→ **What you need to do**
Please locate every line in the listing below that contains the word "flag", and copy each one out.

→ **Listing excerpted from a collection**

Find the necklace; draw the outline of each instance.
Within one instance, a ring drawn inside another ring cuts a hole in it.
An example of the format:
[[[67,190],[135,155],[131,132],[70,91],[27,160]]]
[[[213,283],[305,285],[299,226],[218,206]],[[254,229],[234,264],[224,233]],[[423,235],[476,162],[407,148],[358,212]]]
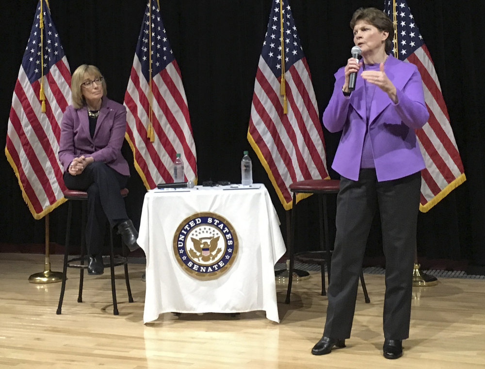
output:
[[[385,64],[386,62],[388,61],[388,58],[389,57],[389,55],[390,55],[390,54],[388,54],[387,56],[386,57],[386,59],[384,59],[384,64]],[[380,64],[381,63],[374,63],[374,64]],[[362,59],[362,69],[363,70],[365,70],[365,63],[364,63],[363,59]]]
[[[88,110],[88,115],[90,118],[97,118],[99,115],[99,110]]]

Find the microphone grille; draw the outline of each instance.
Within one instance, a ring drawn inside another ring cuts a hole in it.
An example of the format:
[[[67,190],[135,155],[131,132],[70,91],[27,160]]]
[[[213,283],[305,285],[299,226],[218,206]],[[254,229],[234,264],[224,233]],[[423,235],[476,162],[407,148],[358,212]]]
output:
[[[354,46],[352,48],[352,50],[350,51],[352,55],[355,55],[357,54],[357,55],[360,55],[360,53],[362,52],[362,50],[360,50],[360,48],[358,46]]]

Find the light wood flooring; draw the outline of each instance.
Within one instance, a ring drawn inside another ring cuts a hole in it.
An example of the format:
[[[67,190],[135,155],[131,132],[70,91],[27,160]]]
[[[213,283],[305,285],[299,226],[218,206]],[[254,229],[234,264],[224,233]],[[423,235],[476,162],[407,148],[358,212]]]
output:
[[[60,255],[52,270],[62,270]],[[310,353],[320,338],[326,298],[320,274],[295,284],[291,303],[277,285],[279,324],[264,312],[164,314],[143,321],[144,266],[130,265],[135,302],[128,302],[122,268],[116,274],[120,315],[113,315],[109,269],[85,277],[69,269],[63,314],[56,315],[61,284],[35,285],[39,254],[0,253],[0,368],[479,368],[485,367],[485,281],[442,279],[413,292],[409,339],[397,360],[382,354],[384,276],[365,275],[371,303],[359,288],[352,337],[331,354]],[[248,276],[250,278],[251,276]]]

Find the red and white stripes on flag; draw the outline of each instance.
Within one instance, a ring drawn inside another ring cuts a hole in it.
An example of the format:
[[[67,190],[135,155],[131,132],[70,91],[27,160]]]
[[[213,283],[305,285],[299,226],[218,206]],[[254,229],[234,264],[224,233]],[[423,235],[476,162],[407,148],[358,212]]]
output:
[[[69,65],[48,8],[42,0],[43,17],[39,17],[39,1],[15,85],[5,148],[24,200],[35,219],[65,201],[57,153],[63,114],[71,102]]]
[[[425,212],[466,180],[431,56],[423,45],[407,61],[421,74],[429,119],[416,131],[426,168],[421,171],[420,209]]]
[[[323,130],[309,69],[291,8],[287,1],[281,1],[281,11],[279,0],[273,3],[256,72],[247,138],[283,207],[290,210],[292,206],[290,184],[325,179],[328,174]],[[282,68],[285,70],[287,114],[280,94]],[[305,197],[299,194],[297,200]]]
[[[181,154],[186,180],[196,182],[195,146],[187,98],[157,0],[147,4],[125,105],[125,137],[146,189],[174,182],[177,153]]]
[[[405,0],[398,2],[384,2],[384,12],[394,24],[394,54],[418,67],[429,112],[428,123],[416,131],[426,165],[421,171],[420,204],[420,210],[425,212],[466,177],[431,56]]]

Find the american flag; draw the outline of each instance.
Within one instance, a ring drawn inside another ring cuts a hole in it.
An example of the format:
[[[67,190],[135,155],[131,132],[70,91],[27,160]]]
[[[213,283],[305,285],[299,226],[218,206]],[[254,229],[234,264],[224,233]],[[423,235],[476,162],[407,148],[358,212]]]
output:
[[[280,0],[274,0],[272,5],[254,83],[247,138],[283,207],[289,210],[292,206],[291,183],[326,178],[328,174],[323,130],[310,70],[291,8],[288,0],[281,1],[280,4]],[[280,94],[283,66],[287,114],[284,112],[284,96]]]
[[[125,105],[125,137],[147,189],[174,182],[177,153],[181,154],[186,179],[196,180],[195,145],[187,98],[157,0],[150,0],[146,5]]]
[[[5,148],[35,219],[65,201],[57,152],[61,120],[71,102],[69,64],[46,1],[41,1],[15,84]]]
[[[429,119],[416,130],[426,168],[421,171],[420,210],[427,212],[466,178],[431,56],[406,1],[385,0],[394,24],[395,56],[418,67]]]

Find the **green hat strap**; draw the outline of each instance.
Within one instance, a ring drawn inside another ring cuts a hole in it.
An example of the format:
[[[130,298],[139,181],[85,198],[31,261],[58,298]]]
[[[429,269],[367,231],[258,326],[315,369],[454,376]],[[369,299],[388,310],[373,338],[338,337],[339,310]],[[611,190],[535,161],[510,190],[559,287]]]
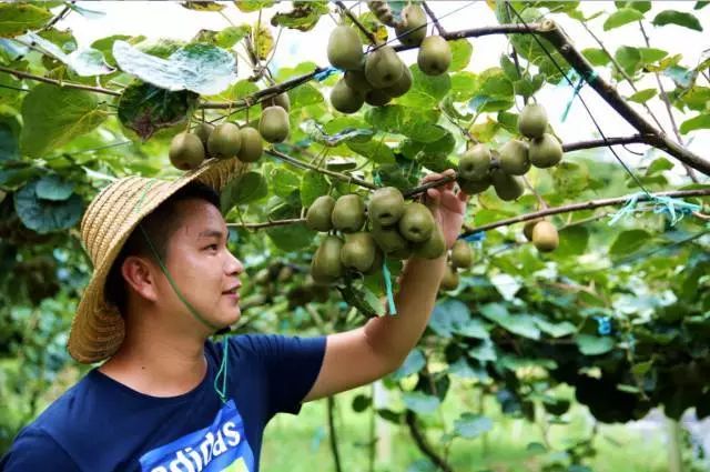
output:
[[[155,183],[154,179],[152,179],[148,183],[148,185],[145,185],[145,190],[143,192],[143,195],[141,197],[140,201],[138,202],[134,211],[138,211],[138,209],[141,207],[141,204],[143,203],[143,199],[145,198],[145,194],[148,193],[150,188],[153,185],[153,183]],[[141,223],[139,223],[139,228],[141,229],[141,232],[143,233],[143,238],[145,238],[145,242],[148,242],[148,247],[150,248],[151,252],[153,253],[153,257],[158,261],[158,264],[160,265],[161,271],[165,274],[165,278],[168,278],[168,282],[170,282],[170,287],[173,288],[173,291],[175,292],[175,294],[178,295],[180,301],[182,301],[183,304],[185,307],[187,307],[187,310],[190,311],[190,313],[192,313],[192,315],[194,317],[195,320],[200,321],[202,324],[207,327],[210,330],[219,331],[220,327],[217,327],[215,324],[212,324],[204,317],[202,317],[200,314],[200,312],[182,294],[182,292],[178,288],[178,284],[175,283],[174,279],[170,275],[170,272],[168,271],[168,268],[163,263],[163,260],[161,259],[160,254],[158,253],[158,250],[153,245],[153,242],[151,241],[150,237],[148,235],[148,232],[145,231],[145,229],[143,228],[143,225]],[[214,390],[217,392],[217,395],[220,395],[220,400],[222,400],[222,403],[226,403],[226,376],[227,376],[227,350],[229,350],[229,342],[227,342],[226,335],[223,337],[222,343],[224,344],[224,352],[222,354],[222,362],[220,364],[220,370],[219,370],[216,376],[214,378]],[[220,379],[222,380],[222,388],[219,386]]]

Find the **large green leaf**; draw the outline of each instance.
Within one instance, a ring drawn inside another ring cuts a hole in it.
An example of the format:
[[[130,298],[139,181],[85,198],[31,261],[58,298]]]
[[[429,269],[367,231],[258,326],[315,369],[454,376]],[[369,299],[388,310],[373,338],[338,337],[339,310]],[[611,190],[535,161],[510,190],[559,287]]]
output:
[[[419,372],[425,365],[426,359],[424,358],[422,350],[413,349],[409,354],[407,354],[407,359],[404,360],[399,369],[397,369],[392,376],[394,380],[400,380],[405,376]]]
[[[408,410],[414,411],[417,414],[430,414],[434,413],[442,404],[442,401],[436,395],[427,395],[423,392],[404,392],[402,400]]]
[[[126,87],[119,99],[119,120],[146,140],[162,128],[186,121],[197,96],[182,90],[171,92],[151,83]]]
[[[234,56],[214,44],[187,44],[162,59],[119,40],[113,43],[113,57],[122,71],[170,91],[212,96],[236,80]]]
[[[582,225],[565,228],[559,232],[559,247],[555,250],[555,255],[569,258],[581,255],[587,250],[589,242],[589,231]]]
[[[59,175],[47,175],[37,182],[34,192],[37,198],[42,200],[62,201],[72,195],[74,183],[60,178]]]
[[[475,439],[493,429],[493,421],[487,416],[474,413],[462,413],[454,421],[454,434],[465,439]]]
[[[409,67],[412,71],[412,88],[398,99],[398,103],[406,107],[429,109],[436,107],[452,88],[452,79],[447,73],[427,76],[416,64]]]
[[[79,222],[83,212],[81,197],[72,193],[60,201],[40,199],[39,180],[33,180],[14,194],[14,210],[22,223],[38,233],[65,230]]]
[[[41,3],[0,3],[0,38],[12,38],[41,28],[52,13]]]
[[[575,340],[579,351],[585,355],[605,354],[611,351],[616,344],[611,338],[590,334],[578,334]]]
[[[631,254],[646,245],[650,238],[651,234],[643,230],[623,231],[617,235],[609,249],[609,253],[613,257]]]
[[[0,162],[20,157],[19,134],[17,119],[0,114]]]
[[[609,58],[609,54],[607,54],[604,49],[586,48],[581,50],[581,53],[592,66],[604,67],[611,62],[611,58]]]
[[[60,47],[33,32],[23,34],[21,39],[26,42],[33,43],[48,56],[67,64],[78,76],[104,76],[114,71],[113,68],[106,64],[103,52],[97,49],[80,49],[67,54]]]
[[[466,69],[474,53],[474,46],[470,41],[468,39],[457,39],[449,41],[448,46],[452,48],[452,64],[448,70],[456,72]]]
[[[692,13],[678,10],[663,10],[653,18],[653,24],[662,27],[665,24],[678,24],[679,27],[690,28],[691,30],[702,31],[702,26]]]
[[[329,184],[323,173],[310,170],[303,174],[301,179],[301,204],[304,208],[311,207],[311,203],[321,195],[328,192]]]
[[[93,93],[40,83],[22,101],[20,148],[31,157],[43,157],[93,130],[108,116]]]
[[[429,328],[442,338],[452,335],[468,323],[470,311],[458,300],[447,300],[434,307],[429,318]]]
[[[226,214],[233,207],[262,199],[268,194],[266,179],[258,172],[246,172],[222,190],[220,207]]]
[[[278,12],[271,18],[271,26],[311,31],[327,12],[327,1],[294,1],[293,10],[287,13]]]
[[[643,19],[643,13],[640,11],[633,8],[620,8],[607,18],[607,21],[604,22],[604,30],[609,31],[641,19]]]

→ **Task answer**
Find the red and white stripes on flag; draw the outline of each instance.
Find the american flag; draw the outline of each instance.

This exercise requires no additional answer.